**What you need to do**
Please find each line in the items below that contains the string "rock", and copy those lines out.

— Start Listing —

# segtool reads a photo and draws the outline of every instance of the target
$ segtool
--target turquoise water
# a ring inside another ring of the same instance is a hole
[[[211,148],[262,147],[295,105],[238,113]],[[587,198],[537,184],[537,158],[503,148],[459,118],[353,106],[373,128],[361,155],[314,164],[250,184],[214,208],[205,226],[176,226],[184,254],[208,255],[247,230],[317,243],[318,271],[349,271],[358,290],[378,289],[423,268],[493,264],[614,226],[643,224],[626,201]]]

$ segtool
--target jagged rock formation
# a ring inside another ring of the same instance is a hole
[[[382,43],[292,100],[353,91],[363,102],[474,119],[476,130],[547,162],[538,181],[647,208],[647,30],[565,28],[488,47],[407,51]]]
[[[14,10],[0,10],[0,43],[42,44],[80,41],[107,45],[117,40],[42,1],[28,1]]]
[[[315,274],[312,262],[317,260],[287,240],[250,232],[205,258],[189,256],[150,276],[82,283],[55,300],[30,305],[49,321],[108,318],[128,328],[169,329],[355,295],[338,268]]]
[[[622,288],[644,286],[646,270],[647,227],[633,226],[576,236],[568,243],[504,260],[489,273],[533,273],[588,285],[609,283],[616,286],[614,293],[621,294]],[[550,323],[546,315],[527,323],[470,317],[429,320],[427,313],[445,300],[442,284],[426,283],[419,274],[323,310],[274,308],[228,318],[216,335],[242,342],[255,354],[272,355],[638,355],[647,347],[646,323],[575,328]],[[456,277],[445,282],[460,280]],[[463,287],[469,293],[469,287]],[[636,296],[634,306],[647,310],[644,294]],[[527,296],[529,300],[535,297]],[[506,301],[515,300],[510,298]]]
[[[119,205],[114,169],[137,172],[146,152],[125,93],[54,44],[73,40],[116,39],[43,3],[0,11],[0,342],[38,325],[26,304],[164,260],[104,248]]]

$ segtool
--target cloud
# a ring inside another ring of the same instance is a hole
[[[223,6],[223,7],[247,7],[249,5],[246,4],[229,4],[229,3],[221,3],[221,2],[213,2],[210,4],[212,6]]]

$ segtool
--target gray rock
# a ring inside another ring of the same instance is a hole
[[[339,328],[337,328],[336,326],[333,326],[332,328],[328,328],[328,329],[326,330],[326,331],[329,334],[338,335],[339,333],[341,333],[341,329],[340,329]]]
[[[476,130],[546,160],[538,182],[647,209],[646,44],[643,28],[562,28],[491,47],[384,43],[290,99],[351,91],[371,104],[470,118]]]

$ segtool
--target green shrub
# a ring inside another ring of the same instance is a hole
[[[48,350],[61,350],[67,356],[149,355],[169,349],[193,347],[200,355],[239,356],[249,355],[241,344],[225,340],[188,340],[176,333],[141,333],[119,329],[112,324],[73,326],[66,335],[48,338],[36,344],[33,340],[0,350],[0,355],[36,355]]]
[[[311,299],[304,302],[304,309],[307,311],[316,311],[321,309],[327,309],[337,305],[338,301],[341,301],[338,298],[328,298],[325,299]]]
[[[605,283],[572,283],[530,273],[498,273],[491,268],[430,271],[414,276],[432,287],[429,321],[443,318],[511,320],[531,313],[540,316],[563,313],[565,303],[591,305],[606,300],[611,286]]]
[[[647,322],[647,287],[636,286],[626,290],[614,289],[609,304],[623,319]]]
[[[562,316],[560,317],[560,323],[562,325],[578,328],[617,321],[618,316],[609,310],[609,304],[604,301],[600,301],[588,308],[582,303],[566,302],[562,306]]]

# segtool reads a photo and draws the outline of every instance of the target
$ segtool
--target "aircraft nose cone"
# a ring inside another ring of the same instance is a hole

— End Listing —

**Expected answer**
--target jagged rock formation
--target gray rock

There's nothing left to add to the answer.